#### [Supplied data]
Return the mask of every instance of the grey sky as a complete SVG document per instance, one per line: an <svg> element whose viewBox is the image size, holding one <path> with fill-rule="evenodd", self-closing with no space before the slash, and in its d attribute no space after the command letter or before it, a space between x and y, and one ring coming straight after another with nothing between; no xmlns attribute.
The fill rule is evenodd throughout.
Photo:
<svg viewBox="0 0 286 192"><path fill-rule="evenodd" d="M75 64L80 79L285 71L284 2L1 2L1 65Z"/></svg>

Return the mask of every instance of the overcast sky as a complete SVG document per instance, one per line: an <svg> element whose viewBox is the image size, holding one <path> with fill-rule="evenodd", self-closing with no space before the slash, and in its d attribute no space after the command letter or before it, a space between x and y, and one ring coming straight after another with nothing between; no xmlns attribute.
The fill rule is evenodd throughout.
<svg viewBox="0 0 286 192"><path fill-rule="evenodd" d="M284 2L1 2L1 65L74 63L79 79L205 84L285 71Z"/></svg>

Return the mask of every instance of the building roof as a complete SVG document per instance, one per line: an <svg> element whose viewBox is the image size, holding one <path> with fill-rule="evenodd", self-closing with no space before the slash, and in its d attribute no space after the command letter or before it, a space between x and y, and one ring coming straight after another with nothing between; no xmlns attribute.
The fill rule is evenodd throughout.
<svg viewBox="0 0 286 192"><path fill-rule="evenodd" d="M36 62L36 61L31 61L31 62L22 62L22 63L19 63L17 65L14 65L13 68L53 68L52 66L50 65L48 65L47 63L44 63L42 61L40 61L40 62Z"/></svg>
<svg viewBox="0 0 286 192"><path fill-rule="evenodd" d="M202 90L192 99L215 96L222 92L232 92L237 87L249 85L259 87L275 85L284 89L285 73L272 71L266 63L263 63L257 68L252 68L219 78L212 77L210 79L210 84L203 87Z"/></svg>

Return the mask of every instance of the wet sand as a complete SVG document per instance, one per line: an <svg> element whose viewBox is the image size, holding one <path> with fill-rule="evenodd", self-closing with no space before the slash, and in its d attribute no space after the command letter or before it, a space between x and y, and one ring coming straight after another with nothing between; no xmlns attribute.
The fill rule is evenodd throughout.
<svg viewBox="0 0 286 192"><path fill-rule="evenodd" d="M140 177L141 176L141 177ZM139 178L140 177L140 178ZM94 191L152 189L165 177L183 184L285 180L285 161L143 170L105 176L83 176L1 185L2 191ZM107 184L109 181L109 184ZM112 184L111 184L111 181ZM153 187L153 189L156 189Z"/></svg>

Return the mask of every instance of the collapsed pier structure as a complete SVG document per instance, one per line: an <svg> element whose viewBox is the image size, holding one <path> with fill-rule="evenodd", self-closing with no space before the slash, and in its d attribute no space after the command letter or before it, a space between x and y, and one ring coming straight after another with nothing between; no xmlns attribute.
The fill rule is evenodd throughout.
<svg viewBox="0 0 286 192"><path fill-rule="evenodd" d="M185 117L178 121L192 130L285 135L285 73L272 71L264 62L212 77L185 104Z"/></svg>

#### [What the exercise asks]
Put everything in the entries above, from the line containing "Return the mask of every instance of the wet" down to the line containing "177L141 176L141 177ZM139", both included, into a Markdown table with the columns Row and Line. Leave out blank lines.

#### [The result]
| Row | Line |
|---|---|
| 1 | Return the mask of every instance of the wet sand as a complete SVG document per instance, one per line: an <svg> element whose viewBox is the image size, holding one <path> with fill-rule="evenodd", self-closing with no space before the slash, and in its d attribute no space after the command letter or before it, a space between x and y, and one ring coming straight after another with nothing between; no xmlns attribute. |
| 2 | The fill rule is evenodd throughout. |
| 3 | <svg viewBox="0 0 286 192"><path fill-rule="evenodd" d="M140 177L141 176L141 177ZM139 178L140 177L140 178ZM94 191L152 189L165 177L183 184L285 180L285 161L143 170L105 176L83 176L1 185L2 191ZM107 184L109 181L109 184ZM112 184L111 184L111 181ZM153 187L153 189L156 189Z"/></svg> |